» Task description: Which lines of the data below contain the string "frame", matched with case taken into account? Report each such line in full.

» Task input:
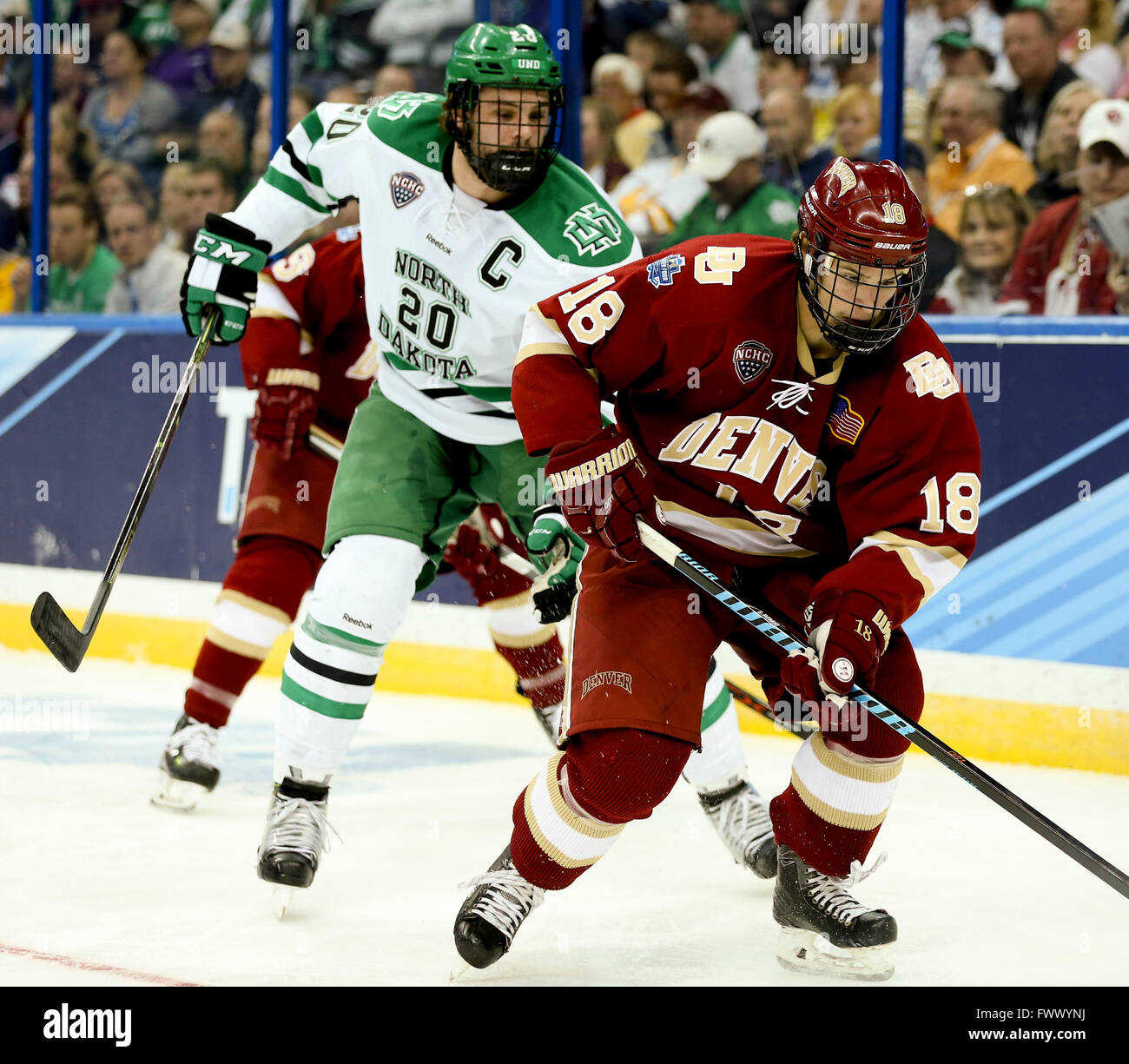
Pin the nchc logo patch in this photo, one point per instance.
* * *
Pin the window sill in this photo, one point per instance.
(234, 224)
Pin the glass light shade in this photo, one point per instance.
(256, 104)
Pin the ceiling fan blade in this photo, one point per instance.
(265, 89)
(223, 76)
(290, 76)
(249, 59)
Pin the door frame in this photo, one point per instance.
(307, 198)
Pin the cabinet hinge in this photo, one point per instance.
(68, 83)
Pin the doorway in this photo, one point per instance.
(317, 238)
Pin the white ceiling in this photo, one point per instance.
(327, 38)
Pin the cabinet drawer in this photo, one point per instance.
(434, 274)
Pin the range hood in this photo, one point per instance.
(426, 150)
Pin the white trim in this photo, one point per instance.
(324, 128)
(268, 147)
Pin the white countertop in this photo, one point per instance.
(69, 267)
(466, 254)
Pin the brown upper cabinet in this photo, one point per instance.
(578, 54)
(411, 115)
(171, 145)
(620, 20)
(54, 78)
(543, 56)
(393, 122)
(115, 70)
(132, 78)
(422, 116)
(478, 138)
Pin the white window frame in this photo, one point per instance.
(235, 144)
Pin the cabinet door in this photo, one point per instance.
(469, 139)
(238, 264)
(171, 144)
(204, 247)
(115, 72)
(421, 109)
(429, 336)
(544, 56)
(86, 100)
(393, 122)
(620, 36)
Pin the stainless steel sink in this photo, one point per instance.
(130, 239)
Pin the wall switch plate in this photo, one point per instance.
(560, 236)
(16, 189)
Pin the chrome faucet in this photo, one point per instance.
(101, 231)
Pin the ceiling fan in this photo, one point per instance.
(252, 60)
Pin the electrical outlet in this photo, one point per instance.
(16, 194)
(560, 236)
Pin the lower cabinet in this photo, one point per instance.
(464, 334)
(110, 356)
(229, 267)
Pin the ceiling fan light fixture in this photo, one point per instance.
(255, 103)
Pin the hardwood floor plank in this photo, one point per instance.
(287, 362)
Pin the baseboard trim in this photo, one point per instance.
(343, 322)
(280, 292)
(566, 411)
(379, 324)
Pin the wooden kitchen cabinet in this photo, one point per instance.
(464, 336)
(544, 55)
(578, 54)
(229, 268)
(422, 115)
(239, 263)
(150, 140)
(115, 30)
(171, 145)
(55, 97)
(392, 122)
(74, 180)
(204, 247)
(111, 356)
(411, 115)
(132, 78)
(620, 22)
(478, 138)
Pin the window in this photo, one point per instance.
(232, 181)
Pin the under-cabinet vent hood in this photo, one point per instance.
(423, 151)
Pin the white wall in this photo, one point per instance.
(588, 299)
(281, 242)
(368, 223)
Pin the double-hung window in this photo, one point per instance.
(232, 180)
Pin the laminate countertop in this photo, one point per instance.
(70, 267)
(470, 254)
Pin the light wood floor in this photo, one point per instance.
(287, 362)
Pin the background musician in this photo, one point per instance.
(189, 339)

» Complete answer:
Pin the door frame in this photo, one point per instance.
Pin the white window frame in this photo, one point per instance.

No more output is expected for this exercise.